- [Aim of the exercise]:
Each line of the listing is to be copied exactly.

- [Data supplied]:
☆ ☆ ☆
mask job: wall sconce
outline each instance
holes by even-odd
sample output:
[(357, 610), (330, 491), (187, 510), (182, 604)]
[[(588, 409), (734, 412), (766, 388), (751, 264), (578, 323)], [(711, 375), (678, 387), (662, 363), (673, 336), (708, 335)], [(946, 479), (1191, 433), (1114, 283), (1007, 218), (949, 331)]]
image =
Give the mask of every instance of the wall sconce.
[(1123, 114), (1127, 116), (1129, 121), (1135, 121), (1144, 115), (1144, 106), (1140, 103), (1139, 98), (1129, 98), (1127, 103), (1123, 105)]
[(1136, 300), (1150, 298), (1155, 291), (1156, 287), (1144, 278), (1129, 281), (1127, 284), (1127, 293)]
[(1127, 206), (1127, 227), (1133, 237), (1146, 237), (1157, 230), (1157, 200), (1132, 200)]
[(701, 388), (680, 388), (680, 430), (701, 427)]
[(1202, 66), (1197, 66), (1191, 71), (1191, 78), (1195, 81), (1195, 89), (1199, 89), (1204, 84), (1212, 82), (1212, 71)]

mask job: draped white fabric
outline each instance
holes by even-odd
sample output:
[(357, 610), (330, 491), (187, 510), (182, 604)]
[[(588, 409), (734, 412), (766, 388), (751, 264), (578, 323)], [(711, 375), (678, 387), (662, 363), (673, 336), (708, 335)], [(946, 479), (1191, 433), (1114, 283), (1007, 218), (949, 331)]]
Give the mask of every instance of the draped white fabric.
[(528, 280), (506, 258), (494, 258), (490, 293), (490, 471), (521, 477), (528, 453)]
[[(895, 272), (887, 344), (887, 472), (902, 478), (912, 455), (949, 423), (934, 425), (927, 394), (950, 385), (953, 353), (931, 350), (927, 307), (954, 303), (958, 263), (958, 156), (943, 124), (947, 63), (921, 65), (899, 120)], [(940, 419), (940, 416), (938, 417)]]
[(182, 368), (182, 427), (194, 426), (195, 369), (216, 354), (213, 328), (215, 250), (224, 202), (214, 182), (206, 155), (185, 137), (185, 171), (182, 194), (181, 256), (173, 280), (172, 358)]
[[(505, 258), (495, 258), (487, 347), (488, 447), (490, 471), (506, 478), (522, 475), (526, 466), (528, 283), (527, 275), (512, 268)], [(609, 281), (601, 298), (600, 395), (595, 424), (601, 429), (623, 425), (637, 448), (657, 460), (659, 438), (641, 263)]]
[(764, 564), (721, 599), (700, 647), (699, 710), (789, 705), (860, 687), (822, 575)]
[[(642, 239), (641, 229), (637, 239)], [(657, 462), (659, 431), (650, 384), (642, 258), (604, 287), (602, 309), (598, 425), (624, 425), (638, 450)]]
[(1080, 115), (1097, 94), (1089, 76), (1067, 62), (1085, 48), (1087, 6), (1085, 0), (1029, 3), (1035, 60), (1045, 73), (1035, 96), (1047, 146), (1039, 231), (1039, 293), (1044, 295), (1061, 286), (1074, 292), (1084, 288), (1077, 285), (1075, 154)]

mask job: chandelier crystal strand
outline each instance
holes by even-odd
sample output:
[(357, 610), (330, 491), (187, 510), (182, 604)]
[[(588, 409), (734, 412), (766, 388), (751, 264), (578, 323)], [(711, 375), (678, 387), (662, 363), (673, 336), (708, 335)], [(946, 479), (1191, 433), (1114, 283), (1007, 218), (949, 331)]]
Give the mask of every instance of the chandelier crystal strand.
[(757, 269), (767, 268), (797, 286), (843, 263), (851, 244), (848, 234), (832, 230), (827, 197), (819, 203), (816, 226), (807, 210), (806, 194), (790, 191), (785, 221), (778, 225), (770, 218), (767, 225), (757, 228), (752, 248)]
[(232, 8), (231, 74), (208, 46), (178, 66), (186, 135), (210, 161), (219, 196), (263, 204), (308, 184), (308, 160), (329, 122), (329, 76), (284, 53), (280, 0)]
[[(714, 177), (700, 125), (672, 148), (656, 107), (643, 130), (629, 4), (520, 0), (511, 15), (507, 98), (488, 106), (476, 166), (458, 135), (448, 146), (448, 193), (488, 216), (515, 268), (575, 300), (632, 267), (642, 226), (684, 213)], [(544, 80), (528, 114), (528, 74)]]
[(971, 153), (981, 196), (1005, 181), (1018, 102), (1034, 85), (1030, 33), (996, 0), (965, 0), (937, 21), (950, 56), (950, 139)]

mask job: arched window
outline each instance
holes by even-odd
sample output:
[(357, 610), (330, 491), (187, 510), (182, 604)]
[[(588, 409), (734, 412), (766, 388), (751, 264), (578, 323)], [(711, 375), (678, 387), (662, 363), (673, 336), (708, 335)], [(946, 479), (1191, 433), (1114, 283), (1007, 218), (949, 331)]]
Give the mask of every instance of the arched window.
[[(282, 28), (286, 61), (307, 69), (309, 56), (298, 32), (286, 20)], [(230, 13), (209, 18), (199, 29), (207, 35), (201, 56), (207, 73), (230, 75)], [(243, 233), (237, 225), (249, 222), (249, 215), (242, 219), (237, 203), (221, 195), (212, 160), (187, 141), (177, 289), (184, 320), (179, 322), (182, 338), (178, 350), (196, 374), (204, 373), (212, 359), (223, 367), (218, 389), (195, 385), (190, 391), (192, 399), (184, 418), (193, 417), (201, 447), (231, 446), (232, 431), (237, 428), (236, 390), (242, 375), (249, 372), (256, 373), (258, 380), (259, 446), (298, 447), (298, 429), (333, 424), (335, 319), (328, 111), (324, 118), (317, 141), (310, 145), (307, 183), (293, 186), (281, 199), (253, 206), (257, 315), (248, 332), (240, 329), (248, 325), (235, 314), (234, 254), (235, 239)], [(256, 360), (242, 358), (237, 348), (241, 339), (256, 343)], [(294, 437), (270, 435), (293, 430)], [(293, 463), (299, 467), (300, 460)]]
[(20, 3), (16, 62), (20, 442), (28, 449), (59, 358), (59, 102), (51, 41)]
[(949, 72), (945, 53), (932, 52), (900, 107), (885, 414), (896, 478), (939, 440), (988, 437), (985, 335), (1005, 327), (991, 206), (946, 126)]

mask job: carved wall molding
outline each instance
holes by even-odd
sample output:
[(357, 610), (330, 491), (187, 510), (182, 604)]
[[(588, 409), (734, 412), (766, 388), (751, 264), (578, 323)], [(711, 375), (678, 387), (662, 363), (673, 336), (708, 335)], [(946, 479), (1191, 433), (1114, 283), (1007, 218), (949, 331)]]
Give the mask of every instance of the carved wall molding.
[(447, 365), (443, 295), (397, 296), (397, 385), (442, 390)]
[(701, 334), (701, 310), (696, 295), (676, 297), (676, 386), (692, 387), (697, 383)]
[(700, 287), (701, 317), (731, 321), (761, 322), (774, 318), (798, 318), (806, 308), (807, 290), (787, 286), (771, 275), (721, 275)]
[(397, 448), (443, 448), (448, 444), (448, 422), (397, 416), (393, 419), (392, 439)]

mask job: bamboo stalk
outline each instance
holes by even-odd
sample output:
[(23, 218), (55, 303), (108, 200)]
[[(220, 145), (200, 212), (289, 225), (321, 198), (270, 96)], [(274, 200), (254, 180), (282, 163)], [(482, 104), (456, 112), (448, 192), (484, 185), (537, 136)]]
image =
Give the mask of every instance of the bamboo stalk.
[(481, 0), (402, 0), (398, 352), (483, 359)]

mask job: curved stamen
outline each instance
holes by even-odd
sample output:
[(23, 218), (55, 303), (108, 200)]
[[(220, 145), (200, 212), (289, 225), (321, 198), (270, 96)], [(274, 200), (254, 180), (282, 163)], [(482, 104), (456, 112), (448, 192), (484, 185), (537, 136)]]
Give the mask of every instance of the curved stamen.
☆ ☆ ☆
- [Exercise result]:
mask job: wall sconce
outline each instance
holes by even-odd
sample output:
[(357, 610), (330, 491), (187, 510), (182, 604)]
[[(588, 409), (734, 412), (766, 388), (751, 264), (578, 323)], [(711, 375), (678, 387), (662, 363), (673, 336), (708, 335)], [(946, 479), (1191, 433), (1114, 283), (1007, 218), (949, 331)]]
image =
Give the mask of every instance of the wall sconce.
[(1123, 114), (1127, 116), (1129, 121), (1135, 121), (1144, 115), (1144, 106), (1140, 103), (1139, 98), (1129, 98), (1127, 103), (1123, 105)]
[(1136, 300), (1150, 298), (1155, 291), (1156, 287), (1144, 278), (1129, 281), (1127, 284), (1127, 293)]
[(1127, 206), (1127, 227), (1133, 237), (1146, 237), (1157, 230), (1157, 200), (1132, 200)]
[(701, 388), (680, 388), (680, 430), (701, 427)]
[(1202, 66), (1197, 66), (1191, 71), (1191, 78), (1195, 81), (1195, 89), (1199, 89), (1204, 84), (1212, 82), (1212, 71)]

mask job: draped white fabric
outline each instance
holes by even-odd
sample output:
[(357, 610), (330, 491), (187, 510), (182, 604)]
[[(588, 409), (734, 412), (766, 388), (751, 264), (578, 323)], [(711, 375), (678, 387), (662, 363), (673, 336), (708, 335)], [(946, 479), (1191, 433), (1114, 283), (1007, 218), (949, 331)]]
Give the mask of every instance of the draped white fabric.
[(528, 280), (506, 258), (494, 258), (490, 293), (490, 471), (521, 477), (528, 453)]
[[(895, 272), (887, 344), (887, 472), (902, 478), (912, 455), (949, 423), (934, 425), (927, 394), (950, 385), (953, 353), (931, 350), (927, 307), (954, 303), (958, 263), (958, 156), (943, 124), (947, 63), (921, 65), (899, 120)], [(940, 419), (940, 416), (938, 417)]]
[(182, 368), (182, 427), (194, 426), (195, 369), (216, 354), (213, 328), (215, 250), (224, 202), (214, 182), (206, 155), (185, 137), (185, 171), (182, 194), (181, 256), (173, 280), (172, 358)]
[[(505, 258), (495, 258), (487, 347), (488, 447), (490, 471), (506, 478), (522, 475), (526, 466), (528, 283), (527, 275), (512, 268)], [(609, 281), (601, 298), (600, 395), (595, 424), (601, 429), (623, 425), (637, 448), (657, 460), (659, 438), (641, 263)]]
[(764, 564), (721, 599), (700, 647), (699, 710), (789, 705), (860, 687), (822, 575)]
[[(642, 239), (641, 229), (637, 239)], [(657, 462), (659, 431), (650, 384), (642, 258), (604, 287), (602, 309), (598, 425), (624, 425), (638, 450)]]
[(1080, 115), (1097, 94), (1089, 76), (1067, 62), (1085, 48), (1087, 6), (1085, 0), (1029, 3), (1035, 60), (1045, 73), (1035, 96), (1047, 146), (1039, 231), (1039, 293), (1044, 295), (1061, 286), (1074, 292), (1084, 288), (1077, 285), (1075, 154)]

mask job: chandelier crystal strand
outline each instance
holes by even-odd
sample output:
[(357, 610), (330, 491), (187, 510), (182, 604)]
[[(588, 409), (734, 412), (766, 388), (751, 264), (578, 323)], [(711, 375), (678, 387), (662, 363), (673, 336), (708, 335)], [(946, 479), (1191, 433), (1114, 283), (1007, 218), (949, 331)]]
Give the mask of every instance of the chandelier crystal strand.
[(757, 269), (767, 268), (797, 286), (843, 263), (851, 244), (848, 234), (832, 230), (827, 197), (819, 203), (816, 226), (807, 210), (806, 194), (790, 191), (785, 221), (778, 225), (770, 218), (767, 225), (757, 228), (752, 248)]
[(232, 8), (231, 74), (208, 46), (178, 66), (186, 135), (210, 161), (219, 196), (263, 204), (308, 184), (308, 160), (329, 122), (329, 76), (284, 53), (280, 0)]
[[(714, 177), (700, 125), (672, 148), (656, 107), (643, 130), (629, 4), (520, 0), (511, 15), (507, 98), (488, 106), (476, 166), (458, 135), (448, 146), (448, 193), (488, 216), (515, 268), (575, 300), (632, 267), (642, 226), (684, 213)], [(544, 80), (528, 114), (528, 74)]]
[(971, 153), (981, 196), (1005, 181), (1018, 102), (1034, 85), (1030, 33), (996, 0), (965, 0), (937, 21), (950, 56), (950, 139)]

mask job: arched window
outline each instance
holes by even-odd
sample output:
[(357, 610), (330, 491), (187, 510), (182, 604)]
[[(588, 409), (734, 412), (766, 388), (751, 264), (578, 323)], [(711, 375), (678, 387), (662, 363), (673, 336), (708, 335)], [(946, 479), (1191, 433), (1114, 283), (1007, 218), (949, 331)]]
Give the mask of every instance of the arched window.
[[(282, 28), (286, 61), (307, 69), (309, 56), (298, 32), (286, 20)], [(230, 13), (209, 18), (199, 29), (207, 35), (201, 56), (207, 73), (230, 75)], [(243, 233), (237, 225), (249, 222), (249, 215), (242, 219), (237, 203), (221, 195), (212, 160), (187, 141), (177, 289), (184, 320), (179, 322), (182, 338), (178, 350), (196, 374), (204, 373), (212, 359), (223, 367), (218, 389), (195, 385), (190, 391), (192, 399), (184, 418), (193, 417), (201, 447), (231, 446), (232, 431), (237, 428), (236, 390), (242, 375), (249, 372), (256, 373), (258, 380), (259, 446), (298, 447), (298, 429), (333, 424), (335, 319), (328, 111), (324, 118), (317, 141), (310, 145), (307, 183), (293, 186), (281, 199), (253, 206), (257, 315), (248, 332), (240, 329), (248, 325), (235, 314), (234, 254), (235, 239)], [(256, 360), (242, 358), (237, 348), (241, 339), (256, 343)], [(294, 437), (270, 435), (293, 430)], [(293, 463), (299, 467), (300, 460)]]
[(20, 3), (16, 62), (20, 442), (28, 449), (59, 358), (59, 102), (51, 41)]
[(949, 72), (945, 53), (932, 52), (900, 107), (885, 414), (896, 478), (939, 440), (988, 437), (985, 335), (1005, 327), (991, 206), (946, 126)]

mask job: carved wall molding
outline each instance
holes by even-odd
sample output:
[(357, 610), (330, 491), (187, 510), (182, 604)]
[[(588, 409), (734, 412), (766, 388), (751, 264), (578, 323)], [(711, 375), (678, 387), (662, 363), (673, 336), (708, 335)], [(946, 479), (1191, 433), (1114, 283), (1007, 218), (949, 331)]]
Give the mask of every instance of the carved wall molding.
[(447, 365), (443, 295), (397, 296), (397, 385), (442, 390)]
[(701, 334), (701, 310), (696, 295), (676, 297), (676, 386), (692, 387), (697, 383)]
[(700, 287), (701, 317), (731, 321), (761, 322), (774, 318), (798, 318), (806, 308), (807, 290), (787, 286), (771, 275), (721, 275)]
[(397, 448), (443, 448), (448, 444), (448, 422), (397, 416), (393, 419), (392, 439)]

mask job: bamboo stalk
outline each instance
holes by even-odd
sample output:
[(23, 218), (55, 303), (108, 200)]
[[(220, 145), (200, 212), (289, 225), (321, 198), (270, 96)], [(274, 200), (254, 180), (282, 163)], [(482, 104), (456, 112), (448, 192), (484, 185), (537, 136)]]
image =
Give the mask of every instance of the bamboo stalk.
[(481, 0), (402, 0), (398, 352), (483, 359)]

mask job: curved stamen
outline each instance
holes by even-odd
sample output:
[(23, 218), (55, 303), (108, 200)]
[[(220, 145), (200, 212), (289, 225), (321, 198), (270, 96)], [(274, 200), (254, 180), (282, 163)], [(482, 104), (456, 112), (448, 192), (484, 185), (537, 136)]]
Give the mask of every instance of the curved stamen.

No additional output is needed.